TASK REQUIREMENTS ▸
Answer these questions using the abstract on Ohio wetlands, one answer per line:
1. How many acid mine drainage wetlands were included in the analyses?
2. In what percentage of samples did the group of 11 systems from northern Ohio fail to meet proposed NPDES standards?
3. What is named as a major contributing factor to system failures?
*** SELECTED TEXT
North-Central Section (36th) and Southeastern Section (51st), GSA Joint Annual Meeting (April 3–5, 2002)

Paper No. 0
Presentation Time: 11:20 AM

USING WETLANDS TO IMPROVE WATER QUALITY IN OHIO: EXPECTATIONS AND REALITY


STEER, David N., Department of Geology, The Univ of Akron, Akron, OH 44325-4101 and FRASER, Lauchlan H., Department of Biology, The Univ of Akron, Akron, OH 44325-3908, steer@uakron.edu

Poor performance of constructed wetlands in Ohio for treating domestic waste and acid mine drainage indicates that these systems must be totally redesigned or rejected as an alternative for improving water quality. Analyses of water quality data for 21 domestic wastewater and 8 acid mine drainage wetlands indicate that while these systems may improve water quality as expected, they often fail to meet acceptable effluent guidelines. Single-family domestic wastewater treatment systems in Ohio share a common 3-cell design (septic tank and 2 treatment wetlands). Inlet, intermediate cell and outlet loads (fecal coliform, total suspended solids, biochemical oxygen demand, ammonia, dissolved oxygen, total phosphorus and nitrate) for a group of 9 of these systems in western Ohio were monitored from 1995 - 2001. The data display large variances with overall load reductions found to be consistent with similar systems elsewhere in the world. However, these systems collectively fail to meet proposed National Pollutant Discharge Elimination System (NPDES) effluent guidelines in 75 percent of the samples. Similar data for a group of 11 systems from northern Ohio display less variance and overall higher treatment efficiencies, but still fail to meet proposed NPDES standards in 40 percent of the samples. With the exception of ammonia and phosphorus, no systematic design trends appear to contribute to failure in these systems. Acid mine drainage in Ohio is treated using several multi-cell designs. The variability in loads, designs and treatment performance these systems limits generalizations concerning specific designs. Individual systems data display large variability when analyzed for cell-to-cell changes in Fe, Mn, Ca, Na, K, Mg, Si, Al, Cl, and OH. Iron load reductions are consistently high while other pollutants display much lower load reductions or even remobilizations. Lack of routine maintenance is found as a major contributing factor to system failures.
******
*** SUPPLIED RECORDS
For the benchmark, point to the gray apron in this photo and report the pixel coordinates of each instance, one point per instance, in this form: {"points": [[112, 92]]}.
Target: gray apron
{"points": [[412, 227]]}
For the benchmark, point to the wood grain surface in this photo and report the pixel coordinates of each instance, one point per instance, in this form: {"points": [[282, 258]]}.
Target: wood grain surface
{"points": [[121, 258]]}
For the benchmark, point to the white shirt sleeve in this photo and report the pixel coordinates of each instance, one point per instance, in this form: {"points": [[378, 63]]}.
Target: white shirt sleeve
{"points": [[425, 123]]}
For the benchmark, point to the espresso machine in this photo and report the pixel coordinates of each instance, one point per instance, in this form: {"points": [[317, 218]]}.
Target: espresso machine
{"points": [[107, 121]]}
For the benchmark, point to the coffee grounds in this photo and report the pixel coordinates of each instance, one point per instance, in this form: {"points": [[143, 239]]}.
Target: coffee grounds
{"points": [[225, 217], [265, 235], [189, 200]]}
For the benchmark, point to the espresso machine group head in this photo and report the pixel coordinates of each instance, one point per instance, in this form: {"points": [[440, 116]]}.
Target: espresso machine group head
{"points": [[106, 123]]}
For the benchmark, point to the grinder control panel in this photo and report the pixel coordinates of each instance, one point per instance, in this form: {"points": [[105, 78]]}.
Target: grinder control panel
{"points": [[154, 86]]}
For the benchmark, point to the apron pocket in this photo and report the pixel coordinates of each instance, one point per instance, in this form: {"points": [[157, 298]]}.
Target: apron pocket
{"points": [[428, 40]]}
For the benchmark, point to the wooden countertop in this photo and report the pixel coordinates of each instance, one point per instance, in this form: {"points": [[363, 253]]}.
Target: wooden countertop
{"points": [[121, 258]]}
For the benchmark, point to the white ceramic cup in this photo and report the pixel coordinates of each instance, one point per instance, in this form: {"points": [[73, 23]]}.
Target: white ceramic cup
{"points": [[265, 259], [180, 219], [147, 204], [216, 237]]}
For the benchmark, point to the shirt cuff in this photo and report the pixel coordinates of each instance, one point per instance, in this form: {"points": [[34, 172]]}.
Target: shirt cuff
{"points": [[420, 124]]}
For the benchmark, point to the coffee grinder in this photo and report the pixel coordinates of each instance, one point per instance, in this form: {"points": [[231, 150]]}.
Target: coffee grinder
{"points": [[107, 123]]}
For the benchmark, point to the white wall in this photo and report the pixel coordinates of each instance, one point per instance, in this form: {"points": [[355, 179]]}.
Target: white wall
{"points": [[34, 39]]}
******
RESPONSE ▸
1. 8
2. 40 percent
3. Lack of routine maintenance